[Extracted data entries]
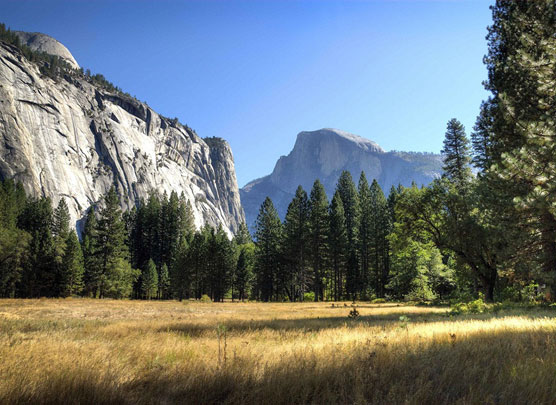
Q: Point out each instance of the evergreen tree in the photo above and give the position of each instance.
(520, 62)
(116, 274)
(337, 245)
(13, 241)
(91, 259)
(482, 137)
(456, 153)
(365, 231)
(39, 275)
(244, 270)
(350, 200)
(294, 277)
(318, 228)
(71, 269)
(220, 263)
(164, 282)
(61, 226)
(149, 280)
(242, 236)
(380, 225)
(268, 240)
(181, 274)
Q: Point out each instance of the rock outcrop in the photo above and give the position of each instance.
(44, 43)
(323, 155)
(69, 138)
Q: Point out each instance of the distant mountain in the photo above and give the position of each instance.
(323, 155)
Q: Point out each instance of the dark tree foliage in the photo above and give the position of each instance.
(456, 152)
(338, 246)
(318, 230)
(268, 238)
(350, 200)
(294, 279)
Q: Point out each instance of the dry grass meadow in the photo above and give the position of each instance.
(137, 352)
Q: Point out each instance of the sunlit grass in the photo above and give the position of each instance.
(91, 351)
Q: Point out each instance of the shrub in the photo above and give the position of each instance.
(354, 313)
(310, 296)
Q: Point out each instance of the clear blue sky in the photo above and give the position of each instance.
(258, 72)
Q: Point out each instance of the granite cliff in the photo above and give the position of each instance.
(67, 137)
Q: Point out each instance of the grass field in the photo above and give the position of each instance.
(92, 351)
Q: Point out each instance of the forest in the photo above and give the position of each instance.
(486, 228)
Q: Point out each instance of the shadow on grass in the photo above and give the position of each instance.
(497, 368)
(316, 324)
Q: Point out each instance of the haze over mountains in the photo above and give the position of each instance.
(323, 155)
(67, 136)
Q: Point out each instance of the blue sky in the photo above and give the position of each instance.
(258, 72)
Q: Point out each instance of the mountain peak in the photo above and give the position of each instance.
(40, 42)
(359, 141)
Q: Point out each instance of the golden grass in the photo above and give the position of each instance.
(92, 351)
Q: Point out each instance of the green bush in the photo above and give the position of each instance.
(310, 296)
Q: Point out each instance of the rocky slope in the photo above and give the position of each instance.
(45, 43)
(323, 155)
(66, 137)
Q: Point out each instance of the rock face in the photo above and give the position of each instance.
(44, 43)
(323, 155)
(69, 138)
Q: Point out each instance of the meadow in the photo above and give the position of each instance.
(142, 352)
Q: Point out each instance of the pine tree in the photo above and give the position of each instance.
(39, 273)
(318, 237)
(61, 226)
(380, 221)
(13, 241)
(242, 235)
(71, 269)
(337, 245)
(91, 259)
(181, 274)
(365, 231)
(521, 62)
(268, 240)
(482, 137)
(350, 200)
(164, 282)
(149, 280)
(221, 262)
(116, 275)
(244, 270)
(294, 277)
(456, 153)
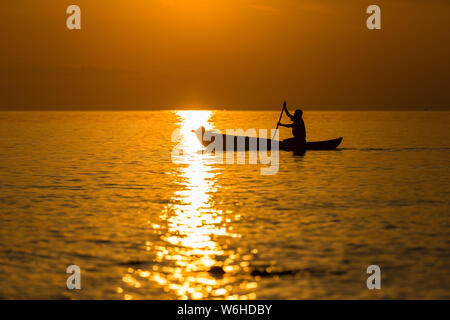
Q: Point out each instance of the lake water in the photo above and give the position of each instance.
(101, 190)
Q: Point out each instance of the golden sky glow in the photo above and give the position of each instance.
(224, 53)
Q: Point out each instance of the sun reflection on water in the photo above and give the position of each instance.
(194, 259)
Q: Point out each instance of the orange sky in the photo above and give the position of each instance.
(152, 54)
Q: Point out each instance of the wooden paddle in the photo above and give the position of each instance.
(278, 123)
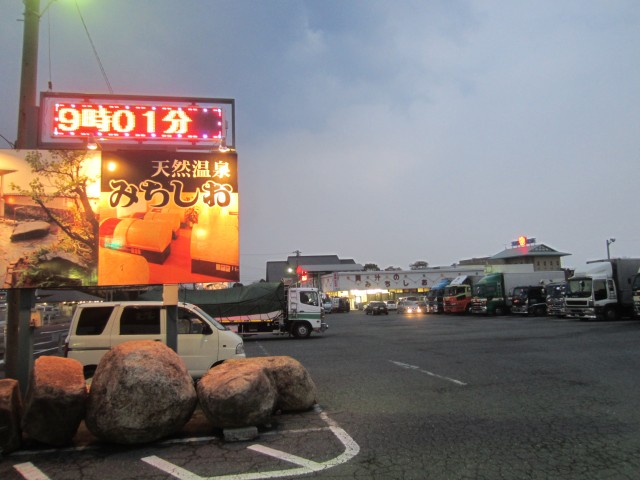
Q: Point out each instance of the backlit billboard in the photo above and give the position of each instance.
(78, 218)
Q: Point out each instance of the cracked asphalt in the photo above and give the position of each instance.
(428, 397)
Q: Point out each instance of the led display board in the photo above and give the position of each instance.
(70, 120)
(137, 218)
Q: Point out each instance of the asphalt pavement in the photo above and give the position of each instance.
(424, 397)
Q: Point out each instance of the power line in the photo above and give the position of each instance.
(95, 52)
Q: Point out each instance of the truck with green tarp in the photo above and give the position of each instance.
(259, 308)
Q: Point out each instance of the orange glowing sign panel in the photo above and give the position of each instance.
(143, 217)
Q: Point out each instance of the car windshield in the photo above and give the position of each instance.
(213, 321)
(579, 288)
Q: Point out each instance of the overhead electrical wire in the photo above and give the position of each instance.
(95, 52)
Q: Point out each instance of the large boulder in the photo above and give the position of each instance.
(296, 390)
(140, 392)
(235, 395)
(245, 392)
(10, 414)
(55, 401)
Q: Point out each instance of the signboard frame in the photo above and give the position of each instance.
(122, 104)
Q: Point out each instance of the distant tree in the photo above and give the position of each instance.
(419, 265)
(62, 174)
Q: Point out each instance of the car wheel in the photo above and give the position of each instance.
(301, 330)
(610, 314)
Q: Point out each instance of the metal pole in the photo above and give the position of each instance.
(25, 336)
(27, 118)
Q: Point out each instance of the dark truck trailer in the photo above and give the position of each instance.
(529, 300)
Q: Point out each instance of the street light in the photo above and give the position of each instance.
(609, 242)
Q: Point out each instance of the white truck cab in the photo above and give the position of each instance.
(98, 326)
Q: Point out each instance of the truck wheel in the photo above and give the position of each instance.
(539, 312)
(301, 330)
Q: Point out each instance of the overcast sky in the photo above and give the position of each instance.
(387, 132)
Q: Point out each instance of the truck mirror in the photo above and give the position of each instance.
(36, 318)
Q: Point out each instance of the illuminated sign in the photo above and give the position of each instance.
(175, 212)
(523, 241)
(71, 120)
(134, 217)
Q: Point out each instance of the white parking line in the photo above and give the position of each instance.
(287, 457)
(414, 367)
(30, 472)
(306, 466)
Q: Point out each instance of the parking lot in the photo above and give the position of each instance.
(415, 396)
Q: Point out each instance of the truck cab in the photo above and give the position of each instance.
(592, 295)
(635, 286)
(457, 295)
(529, 300)
(488, 296)
(555, 298)
(435, 296)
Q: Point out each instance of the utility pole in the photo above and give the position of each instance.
(28, 109)
(19, 352)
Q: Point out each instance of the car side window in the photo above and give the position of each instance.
(140, 321)
(92, 321)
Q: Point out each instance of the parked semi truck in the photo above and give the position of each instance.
(555, 298)
(603, 290)
(529, 300)
(435, 297)
(491, 293)
(636, 293)
(260, 308)
(457, 295)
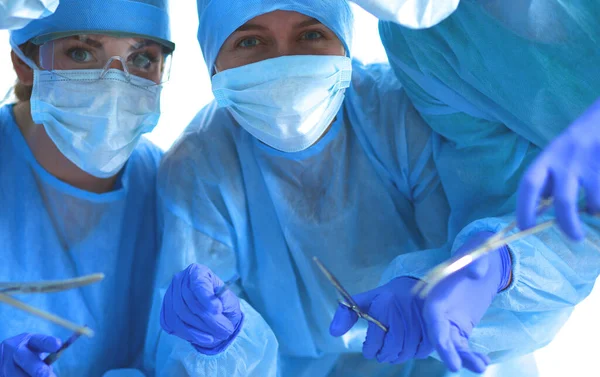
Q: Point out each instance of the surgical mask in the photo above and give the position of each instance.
(96, 124)
(414, 14)
(15, 14)
(288, 102)
(95, 117)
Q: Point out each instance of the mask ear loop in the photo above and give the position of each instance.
(11, 91)
(22, 56)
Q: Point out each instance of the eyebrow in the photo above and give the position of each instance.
(96, 44)
(249, 27)
(303, 24)
(311, 22)
(89, 41)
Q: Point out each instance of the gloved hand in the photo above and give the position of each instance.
(20, 355)
(192, 312)
(570, 161)
(457, 304)
(394, 306)
(442, 322)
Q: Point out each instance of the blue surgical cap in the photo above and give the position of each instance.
(220, 18)
(137, 18)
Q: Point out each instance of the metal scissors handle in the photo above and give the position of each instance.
(443, 270)
(349, 301)
(48, 287)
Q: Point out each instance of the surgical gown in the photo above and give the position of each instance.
(497, 81)
(51, 230)
(365, 193)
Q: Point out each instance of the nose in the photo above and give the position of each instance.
(116, 63)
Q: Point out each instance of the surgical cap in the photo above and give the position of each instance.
(138, 18)
(220, 18)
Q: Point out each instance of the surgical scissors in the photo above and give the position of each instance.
(443, 270)
(7, 289)
(349, 303)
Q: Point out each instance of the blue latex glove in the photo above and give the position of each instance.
(394, 306)
(20, 355)
(457, 304)
(571, 161)
(442, 322)
(192, 312)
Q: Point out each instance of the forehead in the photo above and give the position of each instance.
(279, 19)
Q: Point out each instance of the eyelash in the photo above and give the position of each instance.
(322, 35)
(154, 58)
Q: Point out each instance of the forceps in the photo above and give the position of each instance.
(7, 289)
(500, 239)
(349, 301)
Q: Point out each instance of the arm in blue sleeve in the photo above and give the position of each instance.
(550, 275)
(195, 230)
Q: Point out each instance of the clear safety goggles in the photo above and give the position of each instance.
(97, 54)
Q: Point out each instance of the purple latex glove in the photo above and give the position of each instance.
(457, 304)
(192, 312)
(571, 161)
(20, 355)
(396, 307)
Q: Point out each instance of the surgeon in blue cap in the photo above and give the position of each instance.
(500, 82)
(78, 182)
(15, 14)
(305, 153)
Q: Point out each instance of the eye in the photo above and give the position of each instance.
(249, 43)
(80, 55)
(143, 60)
(312, 35)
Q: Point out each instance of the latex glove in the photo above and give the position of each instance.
(571, 161)
(457, 304)
(20, 355)
(399, 310)
(192, 312)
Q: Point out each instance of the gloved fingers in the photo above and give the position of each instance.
(343, 320)
(438, 330)
(566, 193)
(396, 347)
(424, 347)
(190, 310)
(531, 189)
(186, 332)
(591, 185)
(473, 361)
(42, 343)
(31, 363)
(197, 336)
(479, 268)
(203, 283)
(231, 307)
(381, 307)
(374, 341)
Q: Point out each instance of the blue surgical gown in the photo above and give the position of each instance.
(51, 230)
(367, 192)
(496, 82)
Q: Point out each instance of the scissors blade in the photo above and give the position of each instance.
(443, 270)
(50, 286)
(336, 283)
(51, 358)
(45, 315)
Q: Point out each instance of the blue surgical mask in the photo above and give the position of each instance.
(288, 102)
(94, 117)
(95, 123)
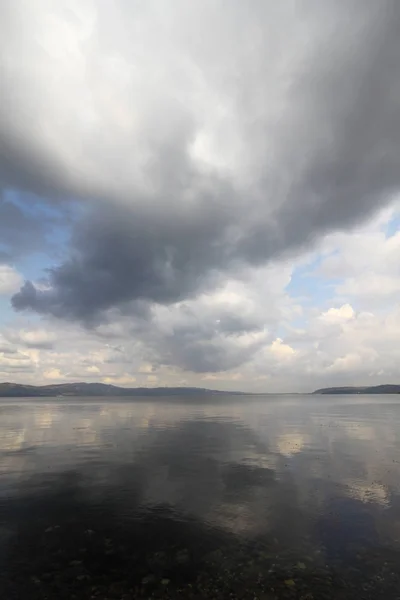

* What needs to be done *
Locate each line in the records that contains the string "blue" and copy those lines. Matches must have the same capitalization.

* Response *
Q: Point out each instance of the clear blue sky in the photo above and give the position of each instance.
Q: Point out each instance of the blue sky in the photo above and give the position of each instance.
Q: Point out each instance of the blue surgical cap in the photo above and give the position of each instance.
Q: Point out each instance of the blue latex glove in the photo above and give the position of each instance.
Q: Point out each instance of the arm in blue sleeve in the photo above and give the position of each instance.
Q: Point out each instance of the surgeon in blue cap in the photo above and give the position of each instance.
Q: Point out each instance of the blue surgical gown in the photo above and give the position of each instance.
Q: Point out each instance of the blue surgical mask in the photo above and give the position of each instance.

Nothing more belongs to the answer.